[Records to use]

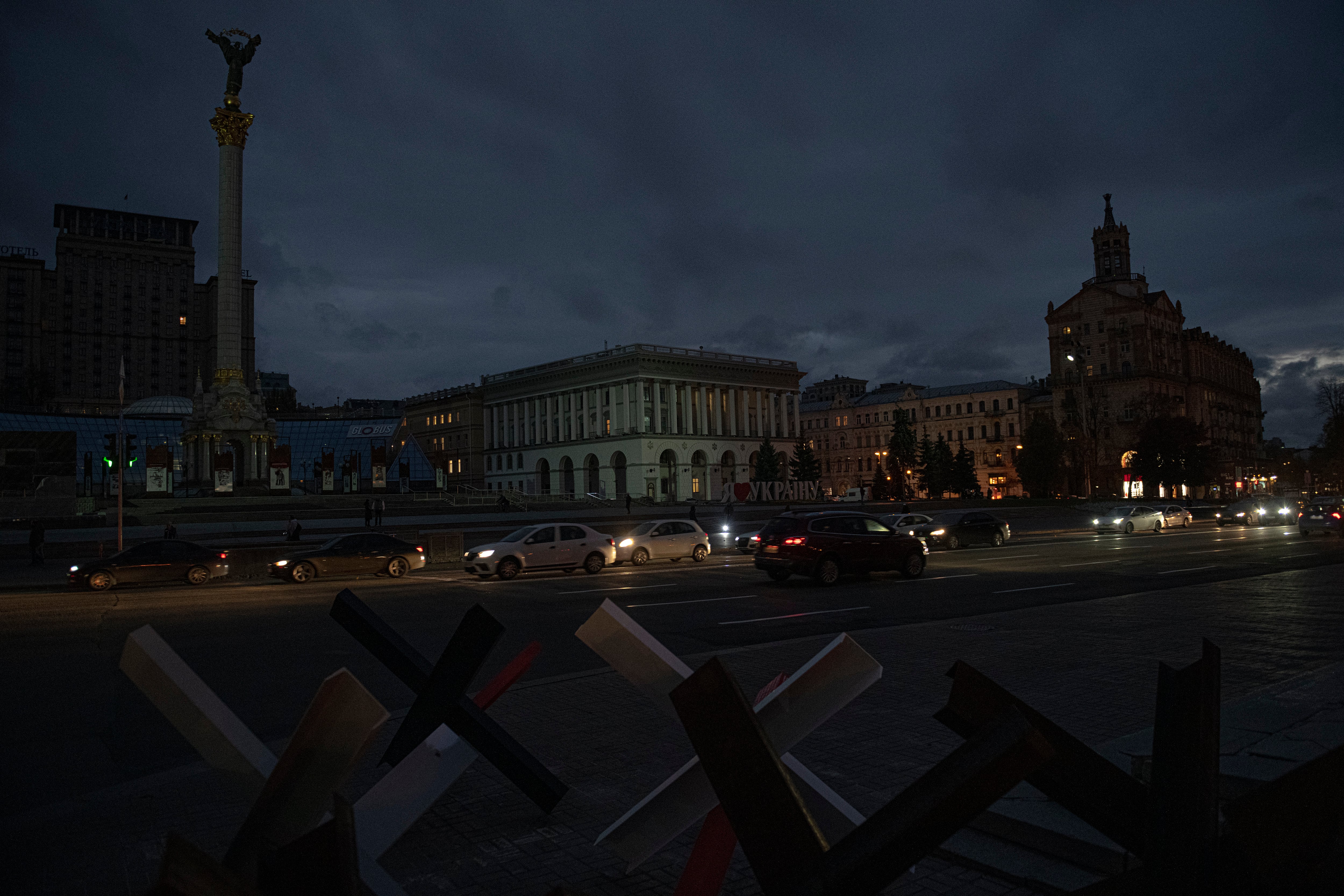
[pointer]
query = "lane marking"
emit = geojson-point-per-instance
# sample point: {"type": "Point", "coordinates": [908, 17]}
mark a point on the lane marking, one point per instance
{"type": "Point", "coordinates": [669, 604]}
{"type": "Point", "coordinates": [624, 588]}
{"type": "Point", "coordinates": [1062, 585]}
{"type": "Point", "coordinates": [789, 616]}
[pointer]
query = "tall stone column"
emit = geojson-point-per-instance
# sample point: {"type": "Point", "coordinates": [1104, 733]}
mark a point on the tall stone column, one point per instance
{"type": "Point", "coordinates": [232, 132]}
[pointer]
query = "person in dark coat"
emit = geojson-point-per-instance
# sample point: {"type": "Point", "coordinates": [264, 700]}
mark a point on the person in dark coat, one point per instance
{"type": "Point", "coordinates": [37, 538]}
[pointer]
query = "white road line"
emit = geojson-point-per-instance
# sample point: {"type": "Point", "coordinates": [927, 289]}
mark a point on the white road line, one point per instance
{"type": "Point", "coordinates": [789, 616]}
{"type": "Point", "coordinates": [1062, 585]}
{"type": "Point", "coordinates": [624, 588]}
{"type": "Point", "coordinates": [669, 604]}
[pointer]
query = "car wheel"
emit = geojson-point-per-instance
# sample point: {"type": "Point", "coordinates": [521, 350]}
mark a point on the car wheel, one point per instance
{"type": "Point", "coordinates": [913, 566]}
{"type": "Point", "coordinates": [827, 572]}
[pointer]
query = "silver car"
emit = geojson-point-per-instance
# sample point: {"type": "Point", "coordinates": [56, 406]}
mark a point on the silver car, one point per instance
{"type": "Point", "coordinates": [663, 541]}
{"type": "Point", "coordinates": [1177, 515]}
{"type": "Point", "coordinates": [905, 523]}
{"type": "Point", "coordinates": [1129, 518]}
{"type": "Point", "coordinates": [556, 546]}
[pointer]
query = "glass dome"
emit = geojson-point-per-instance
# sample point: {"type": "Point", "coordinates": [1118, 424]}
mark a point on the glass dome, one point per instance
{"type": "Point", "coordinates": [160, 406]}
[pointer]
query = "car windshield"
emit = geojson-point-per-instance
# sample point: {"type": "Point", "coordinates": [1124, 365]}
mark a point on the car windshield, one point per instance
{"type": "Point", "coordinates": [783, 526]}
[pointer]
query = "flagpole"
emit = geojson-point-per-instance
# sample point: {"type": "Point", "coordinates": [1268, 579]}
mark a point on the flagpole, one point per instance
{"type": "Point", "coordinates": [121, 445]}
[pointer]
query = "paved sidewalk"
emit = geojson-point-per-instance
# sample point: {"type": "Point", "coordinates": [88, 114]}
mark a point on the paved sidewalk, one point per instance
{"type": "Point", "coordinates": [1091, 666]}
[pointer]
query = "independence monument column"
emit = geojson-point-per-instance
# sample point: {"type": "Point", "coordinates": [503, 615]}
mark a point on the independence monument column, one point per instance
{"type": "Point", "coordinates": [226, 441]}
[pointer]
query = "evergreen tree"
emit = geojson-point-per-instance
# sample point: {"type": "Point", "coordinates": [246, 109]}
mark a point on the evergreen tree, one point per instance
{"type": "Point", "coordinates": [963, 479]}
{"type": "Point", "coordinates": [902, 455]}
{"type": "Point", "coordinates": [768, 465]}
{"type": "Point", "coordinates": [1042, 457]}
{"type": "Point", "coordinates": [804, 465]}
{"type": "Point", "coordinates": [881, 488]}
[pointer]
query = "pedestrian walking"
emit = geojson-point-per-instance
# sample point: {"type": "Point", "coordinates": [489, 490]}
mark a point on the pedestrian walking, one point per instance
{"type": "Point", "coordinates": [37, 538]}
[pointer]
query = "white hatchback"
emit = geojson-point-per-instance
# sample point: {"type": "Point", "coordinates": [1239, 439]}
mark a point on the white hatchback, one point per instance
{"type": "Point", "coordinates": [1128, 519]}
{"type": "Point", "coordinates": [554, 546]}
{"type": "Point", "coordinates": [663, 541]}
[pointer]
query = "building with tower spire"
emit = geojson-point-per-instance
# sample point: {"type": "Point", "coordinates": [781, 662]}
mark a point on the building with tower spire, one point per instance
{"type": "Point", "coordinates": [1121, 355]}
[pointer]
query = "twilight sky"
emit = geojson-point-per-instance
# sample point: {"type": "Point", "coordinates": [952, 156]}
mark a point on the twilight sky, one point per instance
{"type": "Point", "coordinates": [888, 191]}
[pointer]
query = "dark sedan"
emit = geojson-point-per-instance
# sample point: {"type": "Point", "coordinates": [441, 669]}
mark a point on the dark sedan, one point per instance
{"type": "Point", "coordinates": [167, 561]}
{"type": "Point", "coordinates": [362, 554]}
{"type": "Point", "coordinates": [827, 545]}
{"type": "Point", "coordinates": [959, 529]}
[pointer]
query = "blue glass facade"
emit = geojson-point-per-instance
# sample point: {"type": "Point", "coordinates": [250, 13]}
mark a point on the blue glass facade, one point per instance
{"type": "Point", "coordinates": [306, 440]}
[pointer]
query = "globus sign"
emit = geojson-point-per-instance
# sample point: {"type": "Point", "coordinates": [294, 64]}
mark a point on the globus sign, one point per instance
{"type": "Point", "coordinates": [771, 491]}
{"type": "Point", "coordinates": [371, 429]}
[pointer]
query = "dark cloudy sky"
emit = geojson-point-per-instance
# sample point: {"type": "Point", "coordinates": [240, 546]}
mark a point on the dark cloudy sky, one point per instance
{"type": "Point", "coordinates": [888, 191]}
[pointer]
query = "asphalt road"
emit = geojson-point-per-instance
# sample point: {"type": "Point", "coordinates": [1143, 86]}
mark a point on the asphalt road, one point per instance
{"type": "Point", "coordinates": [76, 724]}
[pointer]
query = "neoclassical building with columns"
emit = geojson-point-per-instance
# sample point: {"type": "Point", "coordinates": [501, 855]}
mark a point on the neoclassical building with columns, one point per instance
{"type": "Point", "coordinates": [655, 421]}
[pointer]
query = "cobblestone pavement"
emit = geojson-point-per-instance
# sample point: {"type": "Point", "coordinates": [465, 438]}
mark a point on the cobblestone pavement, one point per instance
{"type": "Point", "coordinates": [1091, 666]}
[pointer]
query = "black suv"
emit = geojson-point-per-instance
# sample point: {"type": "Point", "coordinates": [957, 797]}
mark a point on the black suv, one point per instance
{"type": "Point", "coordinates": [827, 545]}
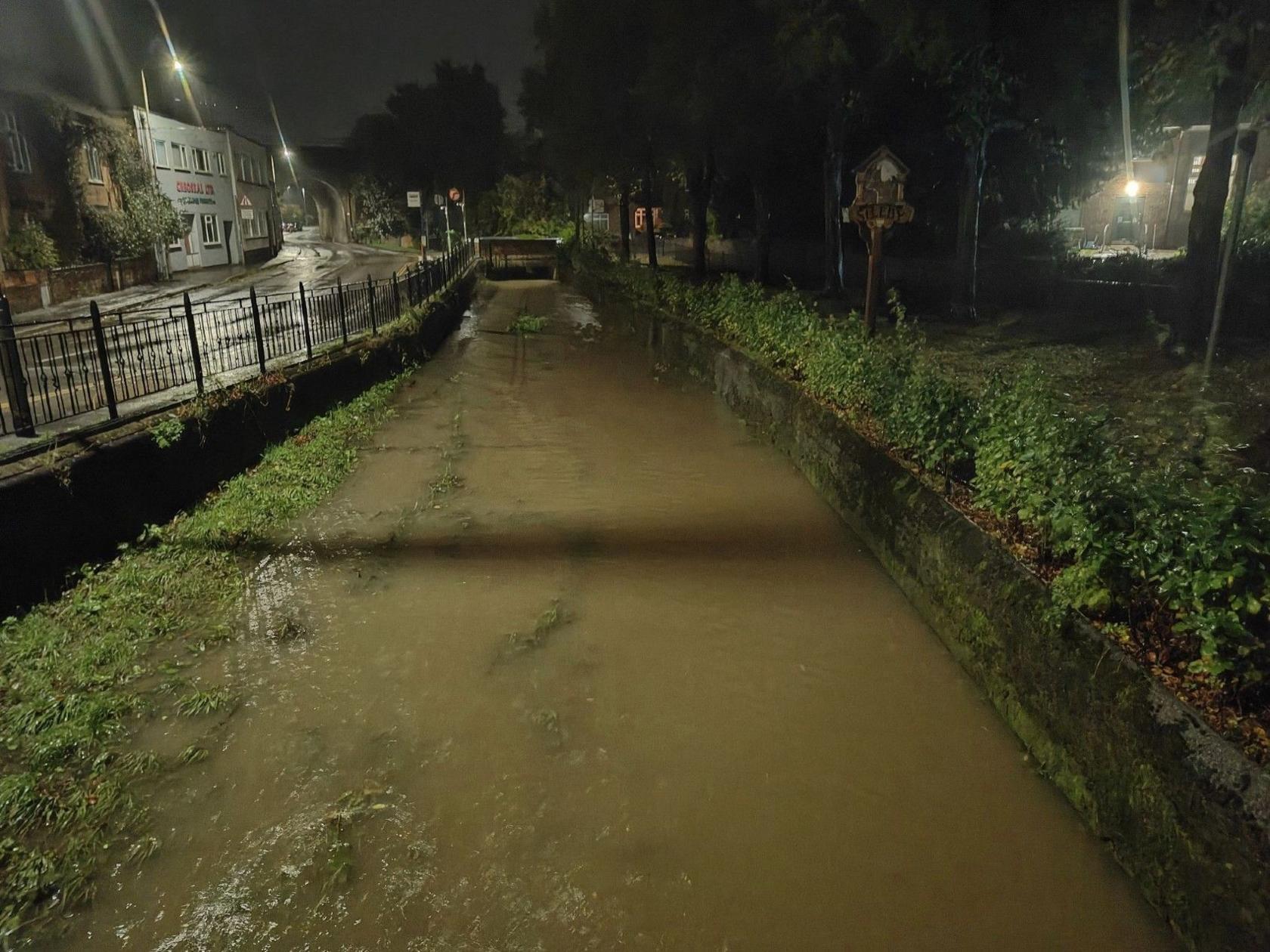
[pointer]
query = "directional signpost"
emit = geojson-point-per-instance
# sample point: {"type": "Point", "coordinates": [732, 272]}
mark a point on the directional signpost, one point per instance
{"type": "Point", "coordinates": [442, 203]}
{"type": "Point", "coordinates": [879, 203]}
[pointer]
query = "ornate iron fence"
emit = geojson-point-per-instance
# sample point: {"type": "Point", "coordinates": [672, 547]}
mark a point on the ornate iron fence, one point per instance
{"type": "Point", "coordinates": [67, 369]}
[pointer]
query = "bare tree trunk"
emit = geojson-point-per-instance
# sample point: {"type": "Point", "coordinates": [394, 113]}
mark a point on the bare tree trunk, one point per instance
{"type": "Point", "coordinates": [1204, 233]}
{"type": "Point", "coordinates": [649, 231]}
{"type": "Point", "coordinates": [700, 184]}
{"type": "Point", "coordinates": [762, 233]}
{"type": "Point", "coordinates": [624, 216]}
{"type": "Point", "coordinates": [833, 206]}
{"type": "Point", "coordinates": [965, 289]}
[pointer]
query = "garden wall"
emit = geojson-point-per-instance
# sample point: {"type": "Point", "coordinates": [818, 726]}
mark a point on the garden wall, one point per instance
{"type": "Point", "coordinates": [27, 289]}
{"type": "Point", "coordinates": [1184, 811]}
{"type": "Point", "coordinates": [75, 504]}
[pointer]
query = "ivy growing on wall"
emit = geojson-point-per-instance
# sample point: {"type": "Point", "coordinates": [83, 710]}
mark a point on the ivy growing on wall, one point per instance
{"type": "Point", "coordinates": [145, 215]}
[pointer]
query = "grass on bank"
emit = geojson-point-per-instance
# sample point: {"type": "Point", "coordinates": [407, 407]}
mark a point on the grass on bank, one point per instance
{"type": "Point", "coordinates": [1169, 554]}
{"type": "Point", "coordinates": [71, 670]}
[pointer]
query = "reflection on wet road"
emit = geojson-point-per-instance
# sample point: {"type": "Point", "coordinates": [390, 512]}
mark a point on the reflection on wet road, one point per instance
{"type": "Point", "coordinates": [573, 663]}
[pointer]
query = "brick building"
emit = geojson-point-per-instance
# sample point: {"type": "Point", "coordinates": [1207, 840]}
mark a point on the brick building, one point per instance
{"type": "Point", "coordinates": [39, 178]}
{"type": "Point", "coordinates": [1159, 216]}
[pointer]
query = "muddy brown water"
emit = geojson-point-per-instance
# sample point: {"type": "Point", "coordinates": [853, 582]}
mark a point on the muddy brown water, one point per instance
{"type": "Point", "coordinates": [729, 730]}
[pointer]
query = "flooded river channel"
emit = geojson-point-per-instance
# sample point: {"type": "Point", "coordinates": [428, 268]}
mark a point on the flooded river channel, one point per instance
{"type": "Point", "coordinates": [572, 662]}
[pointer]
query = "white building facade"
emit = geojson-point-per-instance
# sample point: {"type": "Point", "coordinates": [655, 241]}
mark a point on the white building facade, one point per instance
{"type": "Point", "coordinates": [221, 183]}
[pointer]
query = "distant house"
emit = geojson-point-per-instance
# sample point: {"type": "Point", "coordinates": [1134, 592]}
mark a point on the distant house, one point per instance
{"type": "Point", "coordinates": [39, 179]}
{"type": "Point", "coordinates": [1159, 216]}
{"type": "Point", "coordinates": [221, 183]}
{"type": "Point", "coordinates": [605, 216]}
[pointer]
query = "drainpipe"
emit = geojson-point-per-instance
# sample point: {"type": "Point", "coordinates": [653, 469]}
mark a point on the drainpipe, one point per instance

[Action item] The answer must consist of every line from the listing above that includes the word "drainpipe".

[Answer area]
query = "drainpipe"
mark a point on the drainpipe, one point per instance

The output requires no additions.